Text segment =
- - - - - - -

In [3]:
import pickle
import warnings
from elektronn.utils import generate_grid, model_kwargs, LoadModels
from elektronn.elektronn_ensemble_predict import data_from_rdkit, ElektroNN_Ensemble

with open("ElektroNN/basisfunction_params.pkl", "rb") as file:
    basisfunction_params = pickle.load(file)

model_path = 'ElektroNN/modelparams/04-20-33/'
num_models = 5
map_location = 'cuda'
warnings.filterwarnings("ignore")
models_to_load = [2]
loader_specified = LoadModels(
    models_to_load, num_models, model_path, model_kwargs, map_location, all_models=True
)
loader_specified.load()
models_specified = loader_specified.models

loaded model_fold_1.pth
loaded model_fold_2.pth
loaded model_fold_3.pth
loaded model_fold_4.pth
loaded model_fold_5.pth


In [4]:
from torch.utils.data import Dataset
from rdkit import Chem
from rdkit.Chem import AllChem

class MolGraphData(Dataset):
    def __init__(self, smiles_dict, basisfunction_params):
        super().__init__()
        self.mols = []
        self.names = []
        self.basisfunction_params = basisfunction_params
        self.params = AllChem.ETKDGv3()
        self.params.randomSeed = 42069
        self.bad_atom_mols = 0
        for name, smiles in smiles_dict.items():
            mol = Chem.MolFromSmiles(smiles)

- - - - - - -

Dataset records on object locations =
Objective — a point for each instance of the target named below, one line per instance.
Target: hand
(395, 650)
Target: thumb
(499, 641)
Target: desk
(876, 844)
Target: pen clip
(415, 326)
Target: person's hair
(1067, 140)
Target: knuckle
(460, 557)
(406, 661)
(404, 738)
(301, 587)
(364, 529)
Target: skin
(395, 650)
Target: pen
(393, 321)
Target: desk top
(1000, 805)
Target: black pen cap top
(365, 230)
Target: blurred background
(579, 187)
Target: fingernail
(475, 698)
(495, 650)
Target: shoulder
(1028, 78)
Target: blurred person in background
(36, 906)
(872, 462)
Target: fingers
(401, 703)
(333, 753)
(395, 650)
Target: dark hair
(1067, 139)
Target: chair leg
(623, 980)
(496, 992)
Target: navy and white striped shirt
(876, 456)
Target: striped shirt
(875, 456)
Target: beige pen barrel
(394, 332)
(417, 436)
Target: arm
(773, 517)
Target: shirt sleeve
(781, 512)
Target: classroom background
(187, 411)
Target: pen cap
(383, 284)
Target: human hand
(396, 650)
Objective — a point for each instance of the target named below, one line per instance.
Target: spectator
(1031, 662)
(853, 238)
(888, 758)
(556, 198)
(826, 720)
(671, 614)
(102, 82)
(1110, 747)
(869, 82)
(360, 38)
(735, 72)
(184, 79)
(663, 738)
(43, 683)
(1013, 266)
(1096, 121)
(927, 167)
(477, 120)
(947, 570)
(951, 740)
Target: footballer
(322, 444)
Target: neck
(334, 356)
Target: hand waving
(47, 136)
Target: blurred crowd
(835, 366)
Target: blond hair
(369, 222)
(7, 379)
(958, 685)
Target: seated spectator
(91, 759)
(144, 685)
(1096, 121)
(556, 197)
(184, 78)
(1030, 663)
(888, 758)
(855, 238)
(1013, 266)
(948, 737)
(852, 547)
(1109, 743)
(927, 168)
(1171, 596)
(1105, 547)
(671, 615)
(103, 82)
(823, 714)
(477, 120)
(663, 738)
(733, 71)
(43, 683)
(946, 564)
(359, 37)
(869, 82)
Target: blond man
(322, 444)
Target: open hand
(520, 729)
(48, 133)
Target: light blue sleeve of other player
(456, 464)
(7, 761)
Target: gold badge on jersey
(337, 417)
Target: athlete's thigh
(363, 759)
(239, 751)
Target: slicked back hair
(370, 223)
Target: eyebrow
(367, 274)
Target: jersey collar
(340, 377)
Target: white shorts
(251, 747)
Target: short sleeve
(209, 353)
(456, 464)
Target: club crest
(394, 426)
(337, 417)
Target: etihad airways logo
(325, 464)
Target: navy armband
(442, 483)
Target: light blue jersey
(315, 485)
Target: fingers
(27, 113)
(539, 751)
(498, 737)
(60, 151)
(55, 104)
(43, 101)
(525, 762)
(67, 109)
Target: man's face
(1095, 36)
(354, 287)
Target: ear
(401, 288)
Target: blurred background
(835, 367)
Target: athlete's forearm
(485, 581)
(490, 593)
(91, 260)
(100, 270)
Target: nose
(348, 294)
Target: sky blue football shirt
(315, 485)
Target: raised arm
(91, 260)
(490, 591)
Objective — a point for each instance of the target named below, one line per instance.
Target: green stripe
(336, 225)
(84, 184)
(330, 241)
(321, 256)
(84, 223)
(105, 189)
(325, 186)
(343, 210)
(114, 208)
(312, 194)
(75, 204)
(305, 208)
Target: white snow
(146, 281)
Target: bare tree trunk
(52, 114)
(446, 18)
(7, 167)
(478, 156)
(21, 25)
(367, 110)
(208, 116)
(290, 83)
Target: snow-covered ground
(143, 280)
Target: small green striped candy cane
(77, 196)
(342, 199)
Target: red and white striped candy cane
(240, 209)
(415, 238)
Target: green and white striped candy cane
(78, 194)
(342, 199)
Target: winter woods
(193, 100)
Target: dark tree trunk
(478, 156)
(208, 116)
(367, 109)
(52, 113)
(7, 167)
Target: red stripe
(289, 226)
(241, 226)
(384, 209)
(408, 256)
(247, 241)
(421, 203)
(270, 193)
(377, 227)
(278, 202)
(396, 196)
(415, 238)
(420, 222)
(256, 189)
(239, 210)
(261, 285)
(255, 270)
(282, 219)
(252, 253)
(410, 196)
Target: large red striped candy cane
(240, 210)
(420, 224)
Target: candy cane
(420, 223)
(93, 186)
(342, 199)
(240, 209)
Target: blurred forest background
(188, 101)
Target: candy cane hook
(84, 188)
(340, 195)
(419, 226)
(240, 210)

- - - - - - -

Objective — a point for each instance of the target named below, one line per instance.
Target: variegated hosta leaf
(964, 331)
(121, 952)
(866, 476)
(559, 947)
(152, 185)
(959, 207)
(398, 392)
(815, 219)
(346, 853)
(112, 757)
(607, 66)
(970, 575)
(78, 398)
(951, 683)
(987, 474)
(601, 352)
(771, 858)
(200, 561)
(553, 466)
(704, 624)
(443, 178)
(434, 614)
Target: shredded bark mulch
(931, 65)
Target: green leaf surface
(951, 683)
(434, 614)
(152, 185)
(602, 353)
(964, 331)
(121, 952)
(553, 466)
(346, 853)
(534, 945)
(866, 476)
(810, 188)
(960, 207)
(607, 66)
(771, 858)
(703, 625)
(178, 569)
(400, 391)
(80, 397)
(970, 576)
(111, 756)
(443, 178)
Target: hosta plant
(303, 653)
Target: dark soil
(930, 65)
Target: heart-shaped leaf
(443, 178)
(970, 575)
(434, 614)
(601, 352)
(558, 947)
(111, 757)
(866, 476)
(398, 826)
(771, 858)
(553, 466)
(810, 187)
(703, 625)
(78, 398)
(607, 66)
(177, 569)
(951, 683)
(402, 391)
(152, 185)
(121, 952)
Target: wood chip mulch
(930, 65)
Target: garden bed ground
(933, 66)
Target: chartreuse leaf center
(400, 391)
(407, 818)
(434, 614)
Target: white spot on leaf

- - - - - - -

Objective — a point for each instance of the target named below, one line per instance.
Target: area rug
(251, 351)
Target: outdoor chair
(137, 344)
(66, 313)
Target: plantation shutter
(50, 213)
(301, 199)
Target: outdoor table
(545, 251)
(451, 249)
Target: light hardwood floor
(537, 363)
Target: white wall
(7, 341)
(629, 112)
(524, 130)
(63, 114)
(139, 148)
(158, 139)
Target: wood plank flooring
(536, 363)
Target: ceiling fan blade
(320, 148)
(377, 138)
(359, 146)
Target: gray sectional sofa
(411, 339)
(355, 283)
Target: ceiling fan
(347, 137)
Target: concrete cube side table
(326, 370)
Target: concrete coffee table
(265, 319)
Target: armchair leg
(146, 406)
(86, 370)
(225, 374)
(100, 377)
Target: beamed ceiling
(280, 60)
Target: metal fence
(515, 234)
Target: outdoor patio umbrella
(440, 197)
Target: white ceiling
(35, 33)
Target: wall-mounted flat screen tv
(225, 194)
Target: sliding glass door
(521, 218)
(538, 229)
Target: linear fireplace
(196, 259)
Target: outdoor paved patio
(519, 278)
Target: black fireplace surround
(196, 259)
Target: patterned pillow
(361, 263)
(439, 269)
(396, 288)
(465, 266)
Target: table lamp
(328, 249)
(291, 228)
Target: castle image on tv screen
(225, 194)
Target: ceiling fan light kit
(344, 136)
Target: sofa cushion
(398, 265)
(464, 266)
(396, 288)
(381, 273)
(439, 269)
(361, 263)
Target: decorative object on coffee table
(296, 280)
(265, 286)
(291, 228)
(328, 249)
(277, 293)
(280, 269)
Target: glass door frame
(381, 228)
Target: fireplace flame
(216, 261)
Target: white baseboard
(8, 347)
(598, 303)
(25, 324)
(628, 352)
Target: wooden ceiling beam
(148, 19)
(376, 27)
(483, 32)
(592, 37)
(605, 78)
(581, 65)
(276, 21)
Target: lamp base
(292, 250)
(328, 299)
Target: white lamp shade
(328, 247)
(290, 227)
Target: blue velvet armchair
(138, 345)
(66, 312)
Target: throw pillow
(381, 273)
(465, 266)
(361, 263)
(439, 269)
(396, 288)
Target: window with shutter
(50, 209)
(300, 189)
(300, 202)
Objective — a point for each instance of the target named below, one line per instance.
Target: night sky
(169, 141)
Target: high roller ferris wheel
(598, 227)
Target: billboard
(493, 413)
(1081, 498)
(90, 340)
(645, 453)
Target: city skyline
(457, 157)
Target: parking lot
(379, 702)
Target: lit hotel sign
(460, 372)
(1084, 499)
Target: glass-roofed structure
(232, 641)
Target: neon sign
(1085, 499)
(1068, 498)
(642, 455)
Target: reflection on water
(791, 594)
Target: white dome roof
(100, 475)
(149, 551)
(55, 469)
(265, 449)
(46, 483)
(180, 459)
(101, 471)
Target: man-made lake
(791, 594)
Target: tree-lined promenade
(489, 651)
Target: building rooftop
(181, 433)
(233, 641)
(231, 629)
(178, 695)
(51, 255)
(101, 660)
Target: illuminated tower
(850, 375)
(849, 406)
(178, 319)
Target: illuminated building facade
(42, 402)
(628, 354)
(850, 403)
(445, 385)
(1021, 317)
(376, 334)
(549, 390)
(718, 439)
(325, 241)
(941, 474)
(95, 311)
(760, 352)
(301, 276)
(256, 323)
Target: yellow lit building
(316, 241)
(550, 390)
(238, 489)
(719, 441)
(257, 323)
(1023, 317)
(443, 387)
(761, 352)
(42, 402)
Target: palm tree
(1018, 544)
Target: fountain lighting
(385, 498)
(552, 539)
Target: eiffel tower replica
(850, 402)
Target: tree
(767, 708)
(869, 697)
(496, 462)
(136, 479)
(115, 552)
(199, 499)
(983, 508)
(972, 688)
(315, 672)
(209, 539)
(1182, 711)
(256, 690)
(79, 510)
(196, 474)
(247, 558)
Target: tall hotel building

- - - - - - -

Exercises =
1. In the notebook code, what value is set as the random seed for the ETKDGv3 parameters?
2. Reproduce everything in the notebook code from "models_to_load = [2]" down to "loader_specified.load()".

Answers by task =
1. 42069

2.
models_to_load = [2]
loader_specified = LoadModels(
    models_to_load, num_models, model_path, model_kwargs, map_location, all_models=True
)
loader_specified.load()